Then there’s the dialogue—the tiring, on-the-nose dialogue. Confronting John after he makes love to his estranged (VAMPIRE! SHE’S A VAMPIRE!) wife, Sally barks out, “Did you come inside her or did you shoot on her tits, like you do with me?” In case the implication of that question is lost on the audience, she clarifies it—twice. “With the whore, it’s always on the tits. That’s what I am to you, a whore.” You can’t accuse AHS of obfuscation.
Even the sweeter moments and more touching characters suffer in this overworked swelter of storytelling. There’s good logic in Liz Taylor’s desire to settle her unfinished business with her son, and it’s… gosh, it’s just plain nice that Douglas (Josh Braaten) recognizes and accepts him so earnestly. There’s emotional honesty in a son with reservations about a long-absent parent. O’Hare and Braaten act the hell out of their scenes, keeping them understated, dramatic without being melodramatic, and suffused with a delicate tension. But however well-executed they are, they’re simply not necessary enough to be entirely welcome.
“It did feel great at the time, but now I have a bit of a mess to deal with,” The Countess confesses to Donovan over dinner. That could be the motto of AHS writers, who succumb to momentary thrills that leave a lot of stinking remains cluttering up the story. More stories don’t make a show more gripping. Better stories do, and tighter stories do. American Horror Story: Hotel is too much like the arsenal Iris assembles on her chenille bedspread. It’s an embarrassment of choices, and someone needs to just pick one and run with it.

[Information shown]
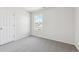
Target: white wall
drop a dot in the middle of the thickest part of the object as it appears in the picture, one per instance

[Problems to work on]
- 1) According to the review of American Horror Story: Hotel, which actor plays Douglas?
- 2) From the review of American Horror Story: Hotel, write out the passage from "Then there’s the" up to and including "AHS of obfuscation.", switching "dialogue" to "script".
You can set the material aside.

[Task responses]
- 1) Josh Braaten

- 2)
Then there’s the script—the tiring, on-the-nose script. Confronting John after he makes love to his estranged (VAMPIRE! SHE’S A VAMPIRE!) wife, Sally barks out, “Did you come inside her or did you shoot on her tits, like you do with me?” In case the implication of that question is lost on the audience, she clarifies it—twice. “With the whore, it’s always on the tits. That’s what I am to you, a whore.” You can’t accuse AHS of obfuscation.